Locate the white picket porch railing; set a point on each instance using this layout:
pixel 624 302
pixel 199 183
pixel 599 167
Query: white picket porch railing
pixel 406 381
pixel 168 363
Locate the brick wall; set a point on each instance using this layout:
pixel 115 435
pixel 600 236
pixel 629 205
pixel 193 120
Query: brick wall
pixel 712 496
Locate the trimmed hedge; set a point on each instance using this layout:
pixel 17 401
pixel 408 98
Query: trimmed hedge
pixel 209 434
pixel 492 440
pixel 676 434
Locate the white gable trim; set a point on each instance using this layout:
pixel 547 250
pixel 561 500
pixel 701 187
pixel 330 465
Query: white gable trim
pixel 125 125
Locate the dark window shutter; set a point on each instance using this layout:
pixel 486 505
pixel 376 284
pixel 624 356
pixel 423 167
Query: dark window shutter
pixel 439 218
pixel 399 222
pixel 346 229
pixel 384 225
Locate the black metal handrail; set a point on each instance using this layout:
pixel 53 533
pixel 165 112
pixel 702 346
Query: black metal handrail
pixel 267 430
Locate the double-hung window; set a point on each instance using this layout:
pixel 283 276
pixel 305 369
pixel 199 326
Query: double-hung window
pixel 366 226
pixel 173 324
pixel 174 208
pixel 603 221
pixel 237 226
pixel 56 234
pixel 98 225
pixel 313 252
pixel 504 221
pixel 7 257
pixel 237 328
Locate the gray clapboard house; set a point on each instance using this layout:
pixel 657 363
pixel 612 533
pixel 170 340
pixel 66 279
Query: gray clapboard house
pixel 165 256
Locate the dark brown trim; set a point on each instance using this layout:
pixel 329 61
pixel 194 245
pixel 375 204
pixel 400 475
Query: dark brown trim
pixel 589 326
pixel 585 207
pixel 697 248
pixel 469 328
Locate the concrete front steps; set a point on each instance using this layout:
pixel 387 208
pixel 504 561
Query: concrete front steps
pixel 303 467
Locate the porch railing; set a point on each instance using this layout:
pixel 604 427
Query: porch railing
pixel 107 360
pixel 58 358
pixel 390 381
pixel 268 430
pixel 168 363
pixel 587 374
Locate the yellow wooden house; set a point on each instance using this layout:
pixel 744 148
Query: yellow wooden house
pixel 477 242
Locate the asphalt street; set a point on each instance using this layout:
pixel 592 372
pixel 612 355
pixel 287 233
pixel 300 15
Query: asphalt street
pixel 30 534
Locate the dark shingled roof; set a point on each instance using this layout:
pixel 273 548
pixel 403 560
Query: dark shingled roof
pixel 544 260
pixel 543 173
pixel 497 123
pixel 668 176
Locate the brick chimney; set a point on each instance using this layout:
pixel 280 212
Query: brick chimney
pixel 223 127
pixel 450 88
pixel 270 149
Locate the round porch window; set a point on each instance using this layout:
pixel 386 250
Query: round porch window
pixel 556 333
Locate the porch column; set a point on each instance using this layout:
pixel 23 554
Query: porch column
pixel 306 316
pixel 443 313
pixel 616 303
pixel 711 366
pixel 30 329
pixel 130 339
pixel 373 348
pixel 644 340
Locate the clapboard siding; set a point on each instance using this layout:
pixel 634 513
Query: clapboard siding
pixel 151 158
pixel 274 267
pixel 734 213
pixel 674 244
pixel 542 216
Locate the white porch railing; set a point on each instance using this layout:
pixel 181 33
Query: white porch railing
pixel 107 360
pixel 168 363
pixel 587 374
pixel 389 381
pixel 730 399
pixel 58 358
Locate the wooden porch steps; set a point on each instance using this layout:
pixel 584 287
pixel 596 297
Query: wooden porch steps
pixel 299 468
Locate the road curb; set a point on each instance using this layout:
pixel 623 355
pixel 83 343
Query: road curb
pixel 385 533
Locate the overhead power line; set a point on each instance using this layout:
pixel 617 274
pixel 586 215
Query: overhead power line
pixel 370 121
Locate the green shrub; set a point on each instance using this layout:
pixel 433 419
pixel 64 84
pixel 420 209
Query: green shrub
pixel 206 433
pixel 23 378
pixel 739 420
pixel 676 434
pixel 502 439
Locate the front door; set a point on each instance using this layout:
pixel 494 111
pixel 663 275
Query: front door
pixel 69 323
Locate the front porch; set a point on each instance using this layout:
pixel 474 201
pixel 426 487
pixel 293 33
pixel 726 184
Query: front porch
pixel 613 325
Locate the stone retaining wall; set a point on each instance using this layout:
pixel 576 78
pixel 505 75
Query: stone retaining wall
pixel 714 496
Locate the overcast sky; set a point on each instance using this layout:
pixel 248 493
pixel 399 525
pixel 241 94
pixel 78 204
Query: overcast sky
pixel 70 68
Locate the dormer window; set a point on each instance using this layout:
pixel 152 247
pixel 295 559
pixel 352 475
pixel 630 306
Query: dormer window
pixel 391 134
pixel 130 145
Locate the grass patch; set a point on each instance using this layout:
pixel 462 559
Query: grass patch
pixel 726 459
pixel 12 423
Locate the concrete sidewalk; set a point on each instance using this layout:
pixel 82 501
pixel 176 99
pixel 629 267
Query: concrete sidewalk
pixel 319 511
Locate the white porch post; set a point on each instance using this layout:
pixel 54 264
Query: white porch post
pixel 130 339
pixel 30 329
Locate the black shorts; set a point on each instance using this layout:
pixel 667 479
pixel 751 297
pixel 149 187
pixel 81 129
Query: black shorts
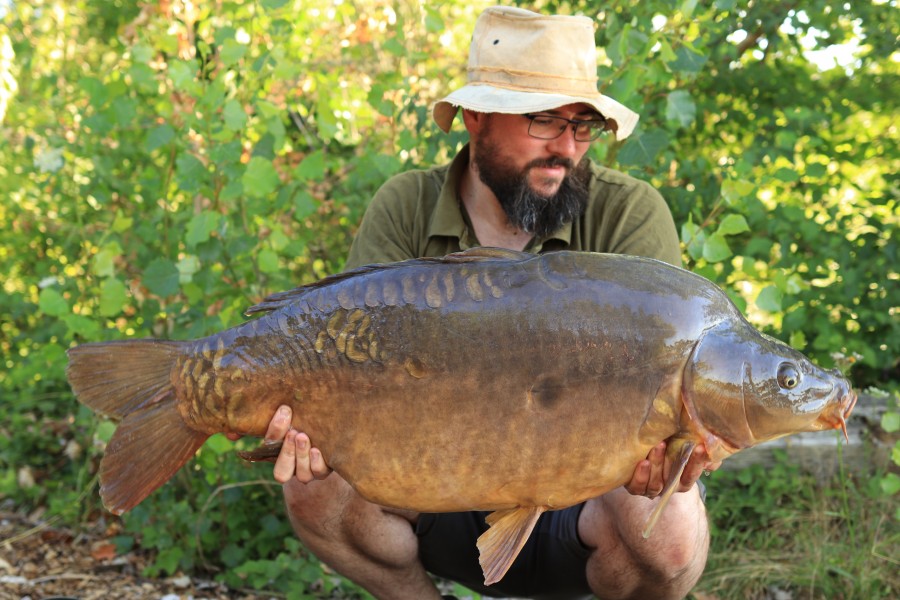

+++

# [REQUEST]
Format every line of the material above as a JSON list of strings, one string per line, skipping blank lines. Leave the pictures out.

# [WRITTEN ANSWER]
[
  "Locate the white picket porch railing; set a point on each instance using this layout:",
  "pixel 624 302",
  "pixel 199 183",
  "pixel 599 167",
  "Query: white picket porch railing",
  "pixel 406 381",
  "pixel 168 363",
  "Locate the brick wall; set a point on each instance using this layout:",
  "pixel 115 435",
  "pixel 600 236",
  "pixel 629 205",
  "pixel 193 120",
  "Query: brick wall",
  "pixel 712 496",
  "Locate the trimmed hedge; set a point on each instance using this layout:",
  "pixel 17 401",
  "pixel 408 98",
  "Query: trimmed hedge",
  "pixel 209 434",
  "pixel 492 440",
  "pixel 676 434",
  "Locate the white gable trim; set a point on each instance using this layout:",
  "pixel 547 250",
  "pixel 561 500",
  "pixel 701 187",
  "pixel 330 465",
  "Query: white gable trim",
  "pixel 125 125",
  "Locate the dark window shutter; set a point on each instance using this layout:",
  "pixel 486 505",
  "pixel 376 284",
  "pixel 624 356",
  "pixel 423 167",
  "Query: dark window shutter",
  "pixel 439 218",
  "pixel 399 222",
  "pixel 346 229",
  "pixel 384 225",
  "Locate the black metal handrail; set a point on each instance using this layout:",
  "pixel 53 533",
  "pixel 165 112",
  "pixel 702 346",
  "Query: black metal handrail",
  "pixel 267 430",
  "Locate the double-hung window; set a point on each instance using this layout:",
  "pixel 283 276",
  "pixel 305 369",
  "pixel 199 326",
  "Query: double-hung window",
  "pixel 366 226",
  "pixel 173 324",
  "pixel 174 208",
  "pixel 603 221",
  "pixel 237 226",
  "pixel 56 234",
  "pixel 98 225",
  "pixel 313 252",
  "pixel 504 221",
  "pixel 7 257",
  "pixel 237 328",
  "Locate the gray clapboard house; set a point on each instance using this layout:",
  "pixel 657 363",
  "pixel 612 533",
  "pixel 170 340",
  "pixel 66 279",
  "Query: gray clapboard house",
  "pixel 165 256",
  "Locate the dark brown trim; set a point on each instance using this layout:",
  "pixel 329 61",
  "pixel 194 245",
  "pixel 375 204",
  "pixel 400 475",
  "Query: dark brown trim",
  "pixel 589 326",
  "pixel 585 207",
  "pixel 697 248",
  "pixel 469 328",
  "Locate the concrete front steps; set a point on each instance using this layout:",
  "pixel 387 208",
  "pixel 504 561",
  "Query: concrete front steps",
  "pixel 303 467",
  "Locate the porch railing; set a point on each instance using this layout:",
  "pixel 604 427",
  "Query: porch railing",
  "pixel 107 360",
  "pixel 58 358",
  "pixel 390 381",
  "pixel 268 430",
  "pixel 168 363",
  "pixel 587 374",
  "Locate the yellow wooden house; set a point on each instance using this layout:",
  "pixel 744 148",
  "Query: yellow wooden house",
  "pixel 477 242",
  "Locate the asphalt street; set a point on each instance using this layout:",
  "pixel 592 372",
  "pixel 612 355",
  "pixel 287 233",
  "pixel 300 15",
  "Query: asphalt street",
  "pixel 30 534",
  "Locate the dark shingled roof; set a point on each instance using this layout:",
  "pixel 273 548",
  "pixel 403 560",
  "Query: dark shingled roof",
  "pixel 544 260",
  "pixel 543 173",
  "pixel 497 123",
  "pixel 668 176",
  "Locate the brick chimney; set a point on each instance using this layout:",
  "pixel 280 212",
  "Query: brick chimney",
  "pixel 223 127",
  "pixel 450 88",
  "pixel 270 149",
  "Locate the round porch window; set a point on each instance using this layout:",
  "pixel 386 250",
  "Query: round porch window",
  "pixel 556 333",
  "Locate the porch column; set a point on each instance using this layout:",
  "pixel 23 554",
  "Query: porch column",
  "pixel 306 316",
  "pixel 443 313",
  "pixel 616 303",
  "pixel 711 366",
  "pixel 30 329",
  "pixel 130 339",
  "pixel 373 348",
  "pixel 644 340",
  "Locate the clapboard siding; set a point on each instance using this layout:",
  "pixel 634 513",
  "Query: clapboard siding",
  "pixel 151 158",
  "pixel 274 267",
  "pixel 734 213",
  "pixel 674 244",
  "pixel 542 216",
  "Locate the white porch railing; set a point on each instance using this layout:",
  "pixel 181 33",
  "Query: white porch railing",
  "pixel 107 360",
  "pixel 168 363",
  "pixel 587 374",
  "pixel 389 381",
  "pixel 730 399",
  "pixel 58 358",
  "Locate the wooden porch steps; set a point on each instance using this layout:",
  "pixel 584 287",
  "pixel 596 297",
  "Query: wooden porch steps",
  "pixel 299 468",
  "Locate the road curb; set a point on each instance using this layout:",
  "pixel 623 355",
  "pixel 83 343",
  "Query: road curb",
  "pixel 385 533",
  "Locate the overhead power line; set a point on each instance using this layout:",
  "pixel 617 274",
  "pixel 586 215",
  "Query: overhead power line",
  "pixel 370 121",
  "Locate the green shrub; set a point on each instance using this layout:",
  "pixel 433 419",
  "pixel 64 84",
  "pixel 420 209",
  "Query: green shrub",
  "pixel 206 433",
  "pixel 23 378",
  "pixel 739 420",
  "pixel 676 434",
  "pixel 502 439",
  "Locate the front door; set a point on each instance using this layout:",
  "pixel 494 111",
  "pixel 663 275",
  "Query: front door",
  "pixel 69 323",
  "Locate the front porch; set a point on each instance using this layout:",
  "pixel 474 201",
  "pixel 426 487",
  "pixel 293 33",
  "pixel 726 184",
  "Query: front porch",
  "pixel 613 325",
  "Locate the stone retaining wall; set a point on each instance using this layout:",
  "pixel 576 78",
  "pixel 505 75",
  "Query: stone retaining wall",
  "pixel 714 496",
  "Locate the overcast sky; set a point on each instance using this layout:",
  "pixel 248 493",
  "pixel 399 525",
  "pixel 241 94",
  "pixel 78 204",
  "Query: overcast sky",
  "pixel 70 68",
  "Locate the dormer window; set a point on each instance using this layout:",
  "pixel 152 247",
  "pixel 295 559",
  "pixel 352 475",
  "pixel 630 306",
  "Query: dormer window",
  "pixel 391 134",
  "pixel 130 145",
  "Locate the grass patch; set a point on each instance using this layout:",
  "pixel 462 559",
  "Query: grass patch",
  "pixel 726 459",
  "pixel 12 423",
  "Locate the concrete sidewalk; set a point on each instance using this layout:",
  "pixel 82 501",
  "pixel 176 99",
  "pixel 629 267",
  "Query: concrete sidewalk",
  "pixel 319 511",
  "Locate the white porch post; set a point on each instance using this layout:",
  "pixel 54 264",
  "Query: white porch post",
  "pixel 130 339",
  "pixel 30 329",
  "Locate the black shorts; set a point on each instance using this layout:",
  "pixel 667 479",
  "pixel 751 297",
  "pixel 149 187",
  "pixel 81 129",
  "Query: black shorts"
]